Aim 1
Copy out every line of the records that contains the word "snowy", treating uppercase and lowercase as different.

Passage provided
Thursday, May 7, 2015

love and marriage and other unimportant crap

i questioned myself a little bit deeper today about the idea of love and being in a relationship.
well it all started because i encountered a couple (maybe they aren't romantically together but nonetheless) today at the bistro while working.
they were a normal couple who popped by the place for a drinking session, and were in high spirits in the early evening.

even all the way as the day came to a close, the amount of beer they ordered was proportional to their level of happiness.
they seemed really engaged with each other's conversations and treated me really politely too. (hehe thank you i appreciate customers like that)
however when midnight fell, they suddenly got into a heated argument and raised voices at each other every so often.
i don't know what they were bickering over but i only knew that what i witnessed was something so drastic - a happy day that ended off on an ugly note.

but the catch is that the guy at the table was pretty calm and collected and he kept quiet most of the time.

while i was wiping the cutlery dry, i thought to myself - love is burdensome.

Input for this task
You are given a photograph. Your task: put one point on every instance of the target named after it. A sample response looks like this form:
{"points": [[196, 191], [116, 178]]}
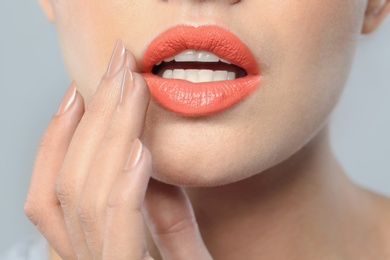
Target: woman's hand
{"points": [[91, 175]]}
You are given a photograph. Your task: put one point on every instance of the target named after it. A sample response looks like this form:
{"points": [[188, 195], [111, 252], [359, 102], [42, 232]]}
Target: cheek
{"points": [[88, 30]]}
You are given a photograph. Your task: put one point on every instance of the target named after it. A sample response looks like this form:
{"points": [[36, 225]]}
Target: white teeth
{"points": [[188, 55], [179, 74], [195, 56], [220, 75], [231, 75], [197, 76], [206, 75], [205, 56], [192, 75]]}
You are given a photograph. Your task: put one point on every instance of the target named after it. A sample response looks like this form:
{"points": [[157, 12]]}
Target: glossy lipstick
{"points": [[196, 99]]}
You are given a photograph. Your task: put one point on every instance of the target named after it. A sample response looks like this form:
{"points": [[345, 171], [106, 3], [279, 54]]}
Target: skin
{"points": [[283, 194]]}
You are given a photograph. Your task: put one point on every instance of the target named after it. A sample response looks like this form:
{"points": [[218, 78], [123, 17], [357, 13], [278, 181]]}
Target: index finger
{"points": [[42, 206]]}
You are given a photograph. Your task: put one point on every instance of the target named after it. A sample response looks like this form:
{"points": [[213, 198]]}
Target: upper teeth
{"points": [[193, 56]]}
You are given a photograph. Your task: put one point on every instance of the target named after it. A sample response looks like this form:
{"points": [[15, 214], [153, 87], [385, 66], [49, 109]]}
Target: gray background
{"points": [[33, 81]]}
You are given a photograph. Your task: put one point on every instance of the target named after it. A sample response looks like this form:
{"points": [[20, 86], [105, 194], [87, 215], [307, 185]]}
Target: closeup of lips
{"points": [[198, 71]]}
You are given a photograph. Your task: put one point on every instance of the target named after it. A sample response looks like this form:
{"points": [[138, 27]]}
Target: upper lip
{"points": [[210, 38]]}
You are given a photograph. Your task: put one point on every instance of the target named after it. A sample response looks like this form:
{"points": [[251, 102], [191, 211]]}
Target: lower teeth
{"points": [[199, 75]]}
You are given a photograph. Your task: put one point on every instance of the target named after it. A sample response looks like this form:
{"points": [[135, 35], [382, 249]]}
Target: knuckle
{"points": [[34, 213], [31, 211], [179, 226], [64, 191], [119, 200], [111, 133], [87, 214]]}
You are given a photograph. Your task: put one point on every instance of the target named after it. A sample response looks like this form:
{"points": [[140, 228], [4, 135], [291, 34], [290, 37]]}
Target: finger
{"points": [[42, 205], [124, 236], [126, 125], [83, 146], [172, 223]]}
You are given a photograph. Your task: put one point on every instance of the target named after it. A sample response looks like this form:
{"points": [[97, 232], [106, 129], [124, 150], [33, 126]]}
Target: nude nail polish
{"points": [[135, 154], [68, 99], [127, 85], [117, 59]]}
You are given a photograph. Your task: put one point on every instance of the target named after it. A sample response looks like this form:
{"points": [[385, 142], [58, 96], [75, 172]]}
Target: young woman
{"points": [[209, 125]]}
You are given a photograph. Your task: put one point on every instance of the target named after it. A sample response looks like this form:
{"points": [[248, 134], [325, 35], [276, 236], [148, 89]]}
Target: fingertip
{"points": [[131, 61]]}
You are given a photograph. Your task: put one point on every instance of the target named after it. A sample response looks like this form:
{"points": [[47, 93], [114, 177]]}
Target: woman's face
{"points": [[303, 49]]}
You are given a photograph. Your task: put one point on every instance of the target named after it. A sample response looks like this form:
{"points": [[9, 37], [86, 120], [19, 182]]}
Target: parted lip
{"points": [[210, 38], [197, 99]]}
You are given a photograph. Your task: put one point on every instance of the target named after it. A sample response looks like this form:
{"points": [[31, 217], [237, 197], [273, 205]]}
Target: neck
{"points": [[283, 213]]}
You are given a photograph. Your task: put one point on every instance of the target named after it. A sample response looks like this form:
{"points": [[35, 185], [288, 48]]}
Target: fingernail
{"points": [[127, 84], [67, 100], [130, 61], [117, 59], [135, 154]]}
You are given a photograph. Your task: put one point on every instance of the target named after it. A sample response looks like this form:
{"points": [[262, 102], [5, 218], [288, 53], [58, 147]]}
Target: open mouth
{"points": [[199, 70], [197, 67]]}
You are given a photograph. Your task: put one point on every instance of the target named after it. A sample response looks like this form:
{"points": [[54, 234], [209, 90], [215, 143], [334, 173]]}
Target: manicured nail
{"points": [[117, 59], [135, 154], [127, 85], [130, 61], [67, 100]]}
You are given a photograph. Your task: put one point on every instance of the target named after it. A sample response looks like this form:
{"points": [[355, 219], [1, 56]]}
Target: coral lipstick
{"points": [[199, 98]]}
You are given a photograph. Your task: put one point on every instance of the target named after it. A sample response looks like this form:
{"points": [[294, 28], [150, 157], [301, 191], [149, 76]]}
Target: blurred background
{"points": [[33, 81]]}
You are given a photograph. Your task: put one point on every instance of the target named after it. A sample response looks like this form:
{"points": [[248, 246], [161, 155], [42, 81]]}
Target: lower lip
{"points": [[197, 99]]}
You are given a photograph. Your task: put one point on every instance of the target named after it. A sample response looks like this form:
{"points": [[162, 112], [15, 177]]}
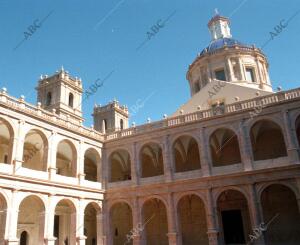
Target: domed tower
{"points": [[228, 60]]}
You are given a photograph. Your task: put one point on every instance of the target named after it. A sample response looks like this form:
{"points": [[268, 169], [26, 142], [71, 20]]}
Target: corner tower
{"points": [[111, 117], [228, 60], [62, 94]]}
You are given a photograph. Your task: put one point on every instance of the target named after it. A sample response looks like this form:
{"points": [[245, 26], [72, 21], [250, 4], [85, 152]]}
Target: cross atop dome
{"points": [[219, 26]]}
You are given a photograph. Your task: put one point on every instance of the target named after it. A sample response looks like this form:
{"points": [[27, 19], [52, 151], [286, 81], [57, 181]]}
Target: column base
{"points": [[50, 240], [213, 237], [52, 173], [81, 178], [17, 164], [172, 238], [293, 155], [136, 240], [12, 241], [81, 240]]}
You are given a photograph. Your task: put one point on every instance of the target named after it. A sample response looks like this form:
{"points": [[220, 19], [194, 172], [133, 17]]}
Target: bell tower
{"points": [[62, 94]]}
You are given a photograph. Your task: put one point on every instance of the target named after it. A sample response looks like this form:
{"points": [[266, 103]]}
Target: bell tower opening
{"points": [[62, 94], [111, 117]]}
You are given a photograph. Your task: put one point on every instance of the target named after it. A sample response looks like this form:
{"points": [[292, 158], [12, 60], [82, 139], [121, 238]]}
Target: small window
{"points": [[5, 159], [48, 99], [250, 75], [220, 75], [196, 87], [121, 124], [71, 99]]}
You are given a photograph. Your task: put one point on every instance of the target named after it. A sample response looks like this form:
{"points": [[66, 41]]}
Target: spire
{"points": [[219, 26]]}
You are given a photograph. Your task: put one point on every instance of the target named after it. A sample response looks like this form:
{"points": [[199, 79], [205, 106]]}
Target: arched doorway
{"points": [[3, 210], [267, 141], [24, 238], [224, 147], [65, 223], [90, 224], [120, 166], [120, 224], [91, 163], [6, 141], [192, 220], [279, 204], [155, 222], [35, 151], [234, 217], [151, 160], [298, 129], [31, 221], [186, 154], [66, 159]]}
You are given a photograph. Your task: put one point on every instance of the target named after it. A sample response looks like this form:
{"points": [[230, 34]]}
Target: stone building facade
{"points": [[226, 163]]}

--

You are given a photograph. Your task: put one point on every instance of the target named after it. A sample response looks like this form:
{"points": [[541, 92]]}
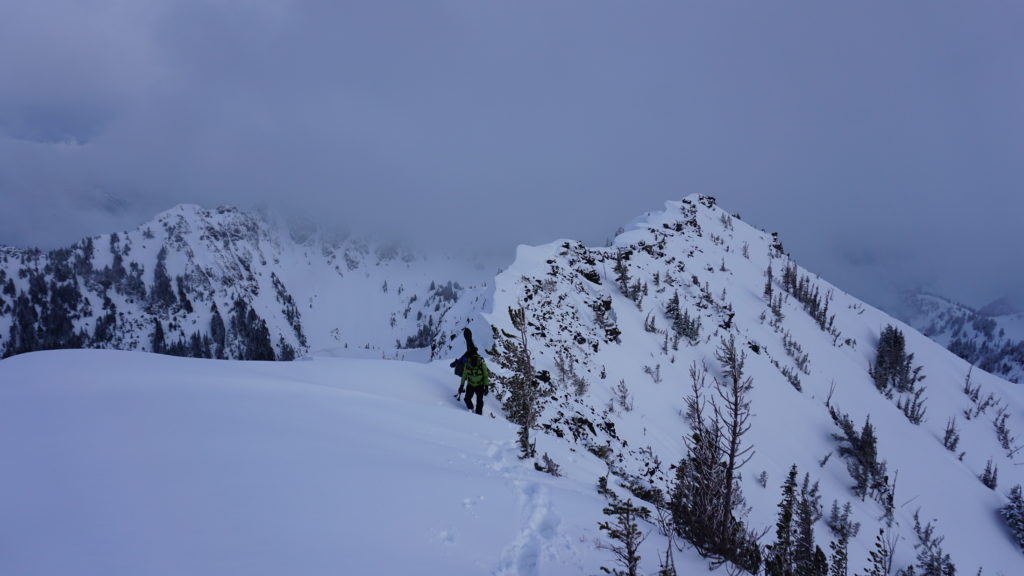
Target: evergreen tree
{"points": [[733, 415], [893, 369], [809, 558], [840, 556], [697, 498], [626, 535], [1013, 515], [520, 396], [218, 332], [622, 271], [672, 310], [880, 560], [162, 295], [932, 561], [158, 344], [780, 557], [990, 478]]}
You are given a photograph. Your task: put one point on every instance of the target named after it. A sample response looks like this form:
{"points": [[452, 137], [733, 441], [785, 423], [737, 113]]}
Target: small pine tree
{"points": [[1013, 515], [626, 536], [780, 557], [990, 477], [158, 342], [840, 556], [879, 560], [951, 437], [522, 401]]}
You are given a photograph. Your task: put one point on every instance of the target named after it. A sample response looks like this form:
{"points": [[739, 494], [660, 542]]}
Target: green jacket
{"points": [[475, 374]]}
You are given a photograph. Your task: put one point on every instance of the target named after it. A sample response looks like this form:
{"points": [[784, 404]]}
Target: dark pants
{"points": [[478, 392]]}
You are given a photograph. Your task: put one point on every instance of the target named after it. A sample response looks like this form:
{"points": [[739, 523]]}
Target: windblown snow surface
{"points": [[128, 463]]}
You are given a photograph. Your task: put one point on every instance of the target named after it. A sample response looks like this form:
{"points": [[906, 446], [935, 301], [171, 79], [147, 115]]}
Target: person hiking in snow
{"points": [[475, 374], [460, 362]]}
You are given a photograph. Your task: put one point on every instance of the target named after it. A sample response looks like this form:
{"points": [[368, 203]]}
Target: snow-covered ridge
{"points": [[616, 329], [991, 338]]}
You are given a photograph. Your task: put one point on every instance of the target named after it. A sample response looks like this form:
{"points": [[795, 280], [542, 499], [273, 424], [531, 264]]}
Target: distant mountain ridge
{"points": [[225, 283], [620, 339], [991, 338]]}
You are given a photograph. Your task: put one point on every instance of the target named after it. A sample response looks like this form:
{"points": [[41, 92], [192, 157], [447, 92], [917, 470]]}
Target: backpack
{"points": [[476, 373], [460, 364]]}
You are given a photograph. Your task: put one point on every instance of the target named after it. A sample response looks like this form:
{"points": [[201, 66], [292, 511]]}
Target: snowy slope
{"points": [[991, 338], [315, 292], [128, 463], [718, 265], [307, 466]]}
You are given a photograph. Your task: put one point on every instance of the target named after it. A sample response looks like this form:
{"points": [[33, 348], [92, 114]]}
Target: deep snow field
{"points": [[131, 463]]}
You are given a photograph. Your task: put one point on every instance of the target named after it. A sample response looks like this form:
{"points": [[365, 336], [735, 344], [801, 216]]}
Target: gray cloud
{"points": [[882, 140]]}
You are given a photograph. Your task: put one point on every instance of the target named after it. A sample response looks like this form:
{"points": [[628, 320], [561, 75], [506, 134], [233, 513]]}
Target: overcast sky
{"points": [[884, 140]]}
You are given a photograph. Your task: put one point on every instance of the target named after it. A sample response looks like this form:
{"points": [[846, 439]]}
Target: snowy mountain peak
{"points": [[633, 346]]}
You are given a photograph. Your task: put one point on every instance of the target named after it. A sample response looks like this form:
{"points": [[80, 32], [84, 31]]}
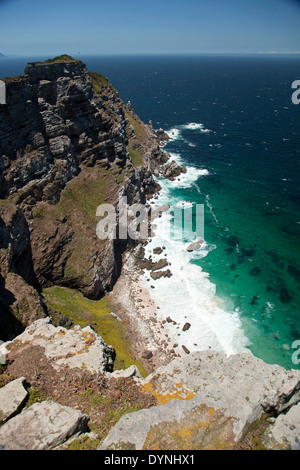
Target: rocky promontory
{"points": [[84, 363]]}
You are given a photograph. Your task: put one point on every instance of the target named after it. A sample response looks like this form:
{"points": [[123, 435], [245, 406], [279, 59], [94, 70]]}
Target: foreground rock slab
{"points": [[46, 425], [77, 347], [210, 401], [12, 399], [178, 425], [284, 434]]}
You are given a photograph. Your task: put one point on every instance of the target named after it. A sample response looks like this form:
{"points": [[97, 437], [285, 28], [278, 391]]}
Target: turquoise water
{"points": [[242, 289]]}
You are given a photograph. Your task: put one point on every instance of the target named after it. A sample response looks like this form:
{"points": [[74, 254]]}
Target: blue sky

...

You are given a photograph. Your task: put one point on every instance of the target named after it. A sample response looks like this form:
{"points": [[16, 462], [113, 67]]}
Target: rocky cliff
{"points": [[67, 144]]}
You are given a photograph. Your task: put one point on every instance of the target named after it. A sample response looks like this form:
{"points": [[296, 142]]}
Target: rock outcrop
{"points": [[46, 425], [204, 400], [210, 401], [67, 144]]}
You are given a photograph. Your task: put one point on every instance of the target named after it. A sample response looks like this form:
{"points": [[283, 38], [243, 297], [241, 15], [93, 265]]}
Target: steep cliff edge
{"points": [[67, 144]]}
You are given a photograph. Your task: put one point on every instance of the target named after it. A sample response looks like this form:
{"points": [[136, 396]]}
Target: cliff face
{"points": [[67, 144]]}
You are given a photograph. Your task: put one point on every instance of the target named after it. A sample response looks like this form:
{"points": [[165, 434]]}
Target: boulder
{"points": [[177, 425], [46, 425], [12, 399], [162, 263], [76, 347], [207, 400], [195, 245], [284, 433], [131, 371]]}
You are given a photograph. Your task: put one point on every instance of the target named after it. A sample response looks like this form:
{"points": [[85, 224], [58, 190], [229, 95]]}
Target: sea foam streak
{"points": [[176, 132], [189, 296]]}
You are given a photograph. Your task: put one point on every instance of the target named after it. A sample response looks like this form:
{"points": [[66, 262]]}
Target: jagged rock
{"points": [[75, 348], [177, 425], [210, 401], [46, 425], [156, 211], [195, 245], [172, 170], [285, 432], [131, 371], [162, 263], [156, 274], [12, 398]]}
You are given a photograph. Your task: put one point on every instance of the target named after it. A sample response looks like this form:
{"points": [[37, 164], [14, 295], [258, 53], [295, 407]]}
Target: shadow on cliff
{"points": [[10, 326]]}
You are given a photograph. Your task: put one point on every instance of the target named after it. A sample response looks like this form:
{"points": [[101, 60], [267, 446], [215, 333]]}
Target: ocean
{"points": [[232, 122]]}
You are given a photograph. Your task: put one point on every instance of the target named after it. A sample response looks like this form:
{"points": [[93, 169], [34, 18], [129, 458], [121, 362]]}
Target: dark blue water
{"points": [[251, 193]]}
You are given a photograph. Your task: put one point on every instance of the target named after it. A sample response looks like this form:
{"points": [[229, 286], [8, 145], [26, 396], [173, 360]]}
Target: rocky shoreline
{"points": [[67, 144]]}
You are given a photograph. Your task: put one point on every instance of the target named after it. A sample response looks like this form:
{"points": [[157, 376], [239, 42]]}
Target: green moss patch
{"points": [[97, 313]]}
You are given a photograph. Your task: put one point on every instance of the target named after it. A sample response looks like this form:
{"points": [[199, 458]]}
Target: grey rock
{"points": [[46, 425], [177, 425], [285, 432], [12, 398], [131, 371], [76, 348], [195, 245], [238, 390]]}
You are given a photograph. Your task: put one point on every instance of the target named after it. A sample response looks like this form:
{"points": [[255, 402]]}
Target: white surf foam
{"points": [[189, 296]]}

Aim 2
Answer these questions from the blog post about love and marriage:
(a) Where was the writer working when the couple came in?
(b) At what time did the couple start arguing?
(c) What was the writer doing when the thought "love is burdensome" came up?

Written response 1
Target: snowy slope
Target: snowy mountain peak

Written response 2
(a) At the bistro.
(b) When midnight fell.
(c) Wiping the cutlery dry.